● **Passage**
Data curation usually involves a thoughtful source strategy; data cleaning and normalization; enrichment; and mixture design. Source Strategy
Source strategy may include pulling data from multiple sources, such as:
- Authoritative corpora: guidelines — CDC, WHO, USP, NICE — textbooks/handbooks; drug labels — FDA SPL — clinical trial registries; PubMed abstracts + OA full text; medical device IFUs; payer rules; billing guides.
- Practice-proximal text: de-identified clinical notes/SOAP notes; patient education handouts; discharge instructions; call-center scripts; payer denials/appeals — de-ID! — care pathways; order sets.
- Structured knowledge: ontologies and code sets — SNOMED CT, ICD-10/11, CPT/HCPCS, RxNorm, LOINC, MeSH, UMLS — and their mappings.
- Operations and policy: HIPAA/Part 11/GxP docs, insurer policies, hospital policies — useful for agent behavior and compliance reasoning.

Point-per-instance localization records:
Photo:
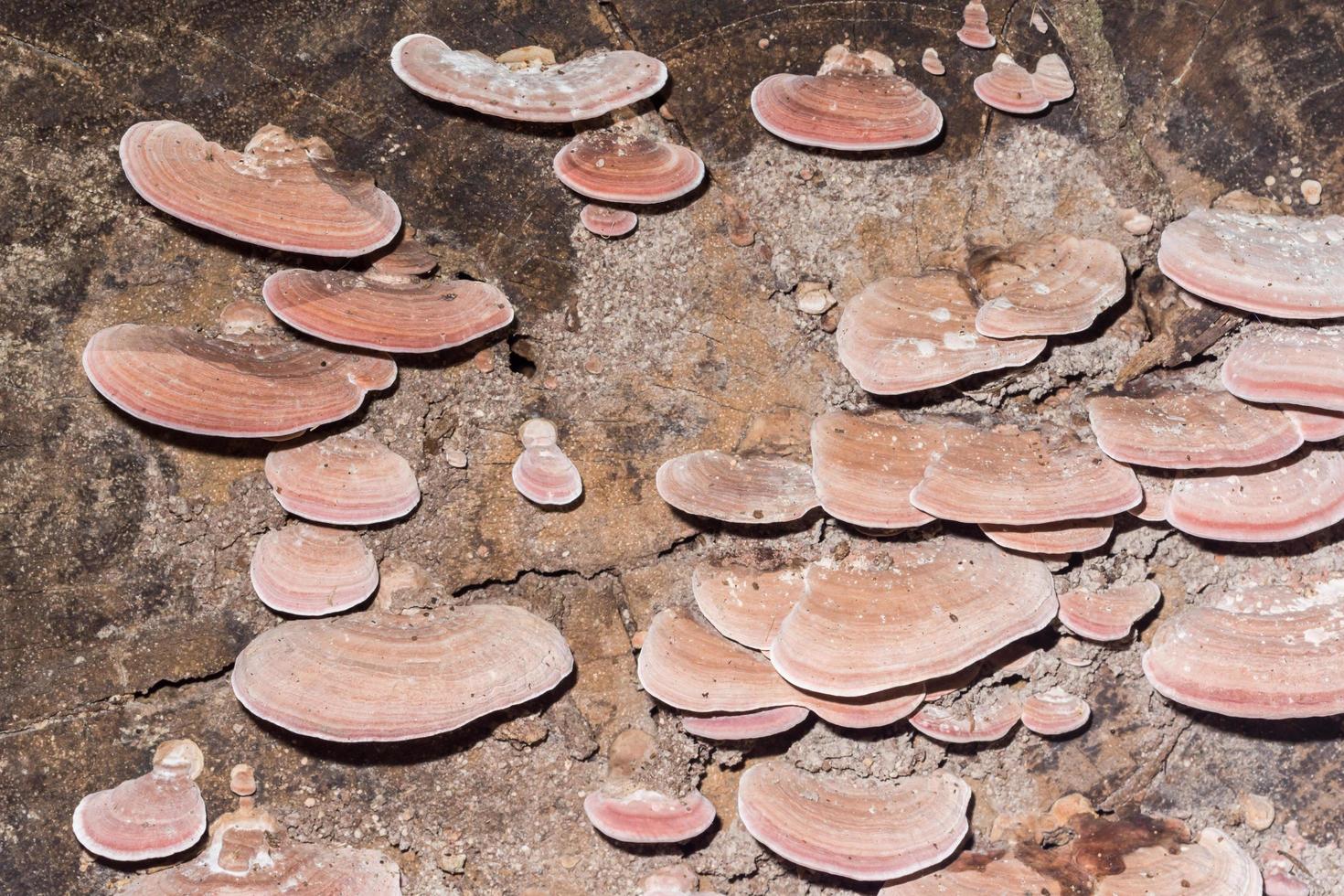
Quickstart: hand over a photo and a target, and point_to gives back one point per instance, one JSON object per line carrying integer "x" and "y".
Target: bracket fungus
{"x": 156, "y": 815}
{"x": 752, "y": 489}
{"x": 940, "y": 607}
{"x": 245, "y": 384}
{"x": 575, "y": 91}
{"x": 335, "y": 677}
{"x": 1260, "y": 653}
{"x": 277, "y": 192}
{"x": 864, "y": 830}
{"x": 311, "y": 570}
{"x": 617, "y": 166}
{"x": 1272, "y": 265}
{"x": 1046, "y": 286}
{"x": 909, "y": 334}
{"x": 855, "y": 102}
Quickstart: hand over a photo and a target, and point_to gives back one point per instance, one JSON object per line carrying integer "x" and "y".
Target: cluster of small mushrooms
{"x": 943, "y": 618}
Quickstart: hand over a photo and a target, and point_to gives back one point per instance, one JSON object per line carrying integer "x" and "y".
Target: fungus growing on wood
{"x": 855, "y": 102}
{"x": 277, "y": 192}
{"x": 1046, "y": 286}
{"x": 1184, "y": 427}
{"x": 575, "y": 91}
{"x": 312, "y": 570}
{"x": 1272, "y": 265}
{"x": 862, "y": 830}
{"x": 332, "y": 677}
{"x": 617, "y": 166}
{"x": 1108, "y": 614}
{"x": 940, "y": 607}
{"x": 156, "y": 815}
{"x": 1260, "y": 653}
{"x": 738, "y": 488}
{"x": 909, "y": 334}
{"x": 343, "y": 480}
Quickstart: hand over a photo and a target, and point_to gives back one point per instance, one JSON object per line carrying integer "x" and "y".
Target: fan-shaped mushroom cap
{"x": 1046, "y": 286}
{"x": 975, "y": 27}
{"x": 149, "y": 817}
{"x": 277, "y": 192}
{"x": 343, "y": 480}
{"x": 1261, "y": 653}
{"x": 1265, "y": 263}
{"x": 1189, "y": 429}
{"x": 859, "y": 830}
{"x": 940, "y": 607}
{"x": 909, "y": 334}
{"x": 746, "y": 604}
{"x": 688, "y": 667}
{"x": 386, "y": 312}
{"x": 380, "y": 676}
{"x": 1009, "y": 88}
{"x": 738, "y": 488}
{"x": 1052, "y": 80}
{"x": 963, "y": 723}
{"x": 1277, "y": 503}
{"x": 649, "y": 817}
{"x": 628, "y": 168}
{"x": 1054, "y": 712}
{"x": 608, "y": 222}
{"x": 1024, "y": 477}
{"x": 854, "y": 102}
{"x": 574, "y": 91}
{"x": 745, "y": 726}
{"x": 311, "y": 570}
{"x": 251, "y": 386}
{"x": 1108, "y": 614}
{"x": 1290, "y": 367}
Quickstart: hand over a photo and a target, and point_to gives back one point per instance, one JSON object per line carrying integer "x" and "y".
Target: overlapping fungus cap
{"x": 1009, "y": 88}
{"x": 1266, "y": 263}
{"x": 574, "y": 91}
{"x": 148, "y": 817}
{"x": 862, "y": 830}
{"x": 1024, "y": 477}
{"x": 343, "y": 480}
{"x": 688, "y": 667}
{"x": 240, "y": 383}
{"x": 1186, "y": 427}
{"x": 1108, "y": 614}
{"x": 732, "y": 488}
{"x": 335, "y": 677}
{"x": 1277, "y": 503}
{"x": 620, "y": 166}
{"x": 1258, "y": 653}
{"x": 909, "y": 334}
{"x": 311, "y": 570}
{"x": 854, "y": 102}
{"x": 277, "y": 192}
{"x": 1289, "y": 367}
{"x": 1046, "y": 286}
{"x": 937, "y": 609}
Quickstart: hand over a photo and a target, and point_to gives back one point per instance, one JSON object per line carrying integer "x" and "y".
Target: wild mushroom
{"x": 156, "y": 815}
{"x": 575, "y": 91}
{"x": 855, "y": 102}
{"x": 1046, "y": 286}
{"x": 909, "y": 334}
{"x": 617, "y": 166}
{"x": 752, "y": 489}
{"x": 343, "y": 480}
{"x": 311, "y": 570}
{"x": 1266, "y": 263}
{"x": 277, "y": 192}
{"x": 864, "y": 830}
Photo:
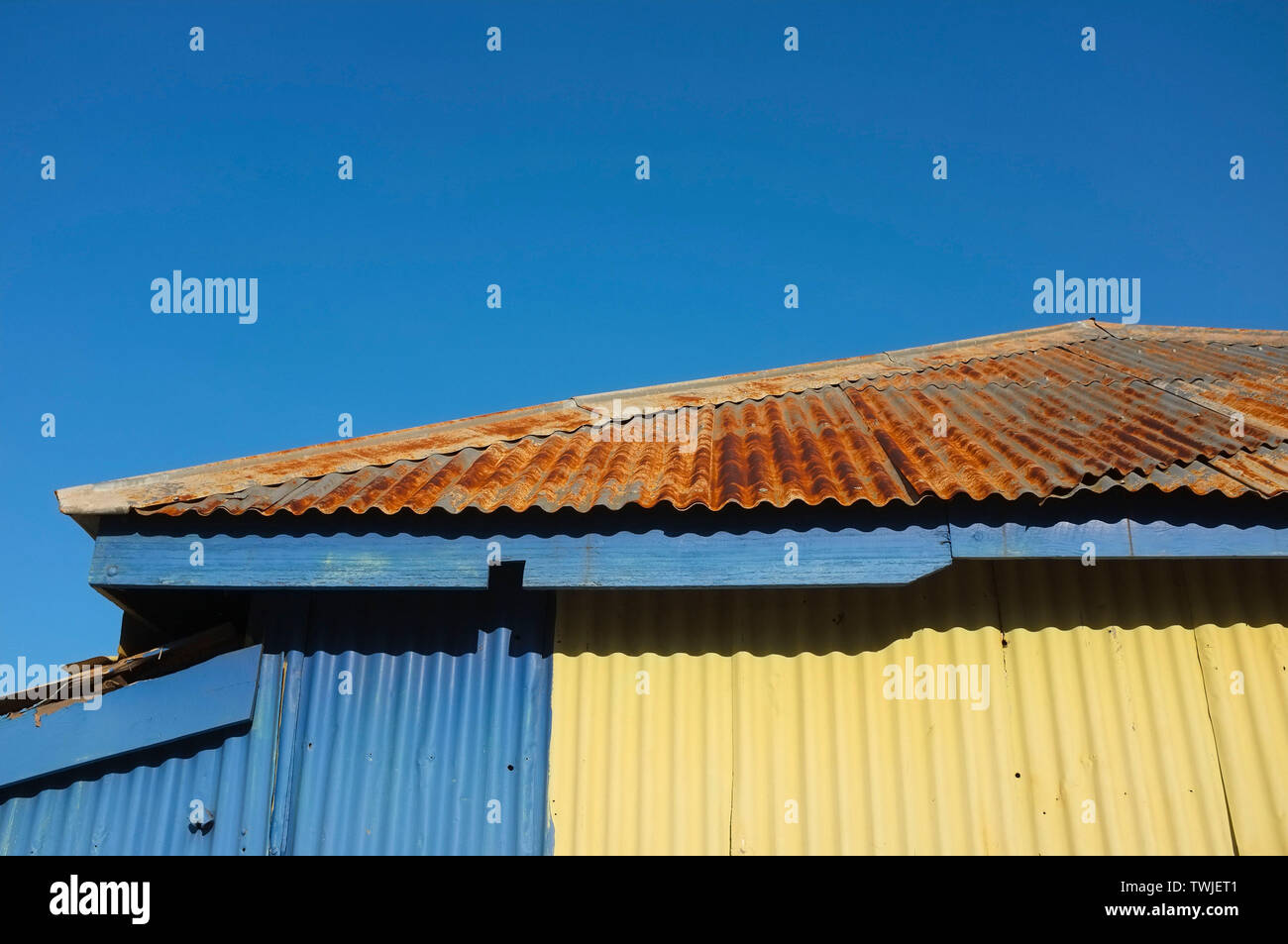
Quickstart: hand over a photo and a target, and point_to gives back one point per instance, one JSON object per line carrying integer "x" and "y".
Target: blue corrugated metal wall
{"x": 441, "y": 745}
{"x": 138, "y": 803}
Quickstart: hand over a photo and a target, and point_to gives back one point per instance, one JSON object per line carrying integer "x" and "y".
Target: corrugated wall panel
{"x": 1113, "y": 738}
{"x": 642, "y": 764}
{"x": 442, "y": 746}
{"x": 1240, "y": 610}
{"x": 1096, "y": 694}
{"x": 140, "y": 803}
{"x": 827, "y": 764}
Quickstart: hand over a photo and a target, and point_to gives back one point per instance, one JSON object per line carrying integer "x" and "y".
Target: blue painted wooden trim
{"x": 635, "y": 548}
{"x": 652, "y": 559}
{"x": 217, "y": 693}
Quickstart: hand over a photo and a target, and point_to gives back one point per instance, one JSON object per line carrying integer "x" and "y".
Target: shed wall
{"x": 1106, "y": 729}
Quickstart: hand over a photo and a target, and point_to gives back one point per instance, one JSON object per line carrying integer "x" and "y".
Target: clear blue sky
{"x": 518, "y": 167}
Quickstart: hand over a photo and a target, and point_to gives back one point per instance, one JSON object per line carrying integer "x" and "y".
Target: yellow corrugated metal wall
{"x": 761, "y": 724}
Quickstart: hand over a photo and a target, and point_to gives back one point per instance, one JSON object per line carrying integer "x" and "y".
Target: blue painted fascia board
{"x": 213, "y": 694}
{"x": 700, "y": 552}
{"x": 827, "y": 545}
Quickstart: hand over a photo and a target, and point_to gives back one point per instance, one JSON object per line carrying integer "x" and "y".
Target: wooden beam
{"x": 217, "y": 693}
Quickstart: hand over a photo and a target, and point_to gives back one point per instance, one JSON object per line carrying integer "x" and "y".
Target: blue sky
{"x": 518, "y": 167}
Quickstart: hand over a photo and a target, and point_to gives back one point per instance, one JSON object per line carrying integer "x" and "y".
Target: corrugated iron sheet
{"x": 1037, "y": 412}
{"x": 441, "y": 746}
{"x": 767, "y": 730}
{"x": 140, "y": 803}
{"x": 642, "y": 745}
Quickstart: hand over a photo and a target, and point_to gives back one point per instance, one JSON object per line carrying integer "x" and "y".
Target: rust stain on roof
{"x": 1037, "y": 412}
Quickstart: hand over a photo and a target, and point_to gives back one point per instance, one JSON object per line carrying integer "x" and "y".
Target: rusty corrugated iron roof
{"x": 1037, "y": 412}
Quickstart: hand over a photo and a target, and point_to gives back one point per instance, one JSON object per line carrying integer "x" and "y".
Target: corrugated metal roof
{"x": 1038, "y": 412}
{"x": 765, "y": 728}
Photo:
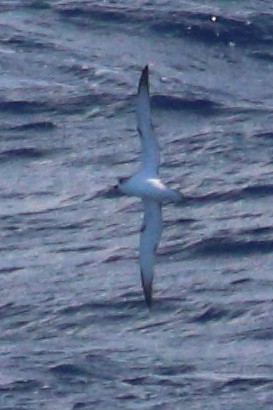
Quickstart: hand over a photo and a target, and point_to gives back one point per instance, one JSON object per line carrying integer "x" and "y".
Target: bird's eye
{"x": 122, "y": 180}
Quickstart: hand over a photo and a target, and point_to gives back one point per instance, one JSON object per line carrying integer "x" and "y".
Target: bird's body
{"x": 147, "y": 185}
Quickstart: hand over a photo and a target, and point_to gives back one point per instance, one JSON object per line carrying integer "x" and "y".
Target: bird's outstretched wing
{"x": 149, "y": 239}
{"x": 150, "y": 158}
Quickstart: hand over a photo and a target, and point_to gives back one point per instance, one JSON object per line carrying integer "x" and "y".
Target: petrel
{"x": 146, "y": 184}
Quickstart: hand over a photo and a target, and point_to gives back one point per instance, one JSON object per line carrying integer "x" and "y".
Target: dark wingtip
{"x": 144, "y": 78}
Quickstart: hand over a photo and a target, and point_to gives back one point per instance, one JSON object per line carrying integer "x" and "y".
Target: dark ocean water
{"x": 74, "y": 330}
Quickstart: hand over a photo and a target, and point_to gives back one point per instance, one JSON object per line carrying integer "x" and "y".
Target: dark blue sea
{"x": 74, "y": 329}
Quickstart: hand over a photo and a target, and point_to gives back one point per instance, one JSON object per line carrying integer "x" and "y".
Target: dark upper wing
{"x": 150, "y": 158}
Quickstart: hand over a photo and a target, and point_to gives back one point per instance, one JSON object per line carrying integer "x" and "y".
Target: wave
{"x": 207, "y": 26}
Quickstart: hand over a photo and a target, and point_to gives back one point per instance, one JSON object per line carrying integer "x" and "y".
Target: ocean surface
{"x": 74, "y": 329}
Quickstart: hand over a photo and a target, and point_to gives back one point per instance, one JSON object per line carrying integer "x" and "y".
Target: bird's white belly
{"x": 145, "y": 188}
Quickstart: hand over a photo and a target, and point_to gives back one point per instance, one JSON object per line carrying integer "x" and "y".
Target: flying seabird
{"x": 147, "y": 185}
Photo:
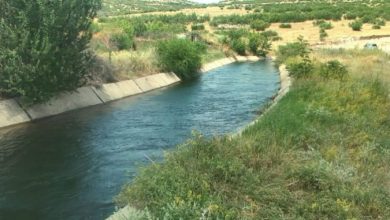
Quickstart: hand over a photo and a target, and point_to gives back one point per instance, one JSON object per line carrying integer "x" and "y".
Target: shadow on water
{"x": 71, "y": 166}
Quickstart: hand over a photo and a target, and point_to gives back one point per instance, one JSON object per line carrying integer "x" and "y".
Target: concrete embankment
{"x": 12, "y": 111}
{"x": 225, "y": 61}
{"x": 285, "y": 83}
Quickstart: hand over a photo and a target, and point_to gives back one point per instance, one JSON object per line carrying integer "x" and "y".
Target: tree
{"x": 180, "y": 56}
{"x": 44, "y": 46}
{"x": 356, "y": 25}
{"x": 259, "y": 25}
{"x": 259, "y": 44}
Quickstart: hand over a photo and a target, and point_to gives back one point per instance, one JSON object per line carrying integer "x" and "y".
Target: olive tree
{"x": 44, "y": 46}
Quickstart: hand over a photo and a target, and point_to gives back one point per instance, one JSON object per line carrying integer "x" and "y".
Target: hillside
{"x": 120, "y": 7}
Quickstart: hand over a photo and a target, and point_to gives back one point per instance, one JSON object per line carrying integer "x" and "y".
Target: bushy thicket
{"x": 198, "y": 27}
{"x": 321, "y": 153}
{"x": 258, "y": 44}
{"x": 157, "y": 26}
{"x": 181, "y": 56}
{"x": 300, "y": 48}
{"x": 356, "y": 25}
{"x": 44, "y": 46}
{"x": 298, "y": 12}
{"x": 285, "y": 25}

● **Task details**
Translate this sentence from the passage on data curation into Spanish: "Data curation usually involves a thoughtful source strategy; data cleaning and normalization; enrichment; and mixture design."

● **Written response**
La curación de datos suele implicar una estrategia de fuentes bien pensada; la limpieza y normalización de los datos; el enriquecimiento; y el diseño de la mezcla.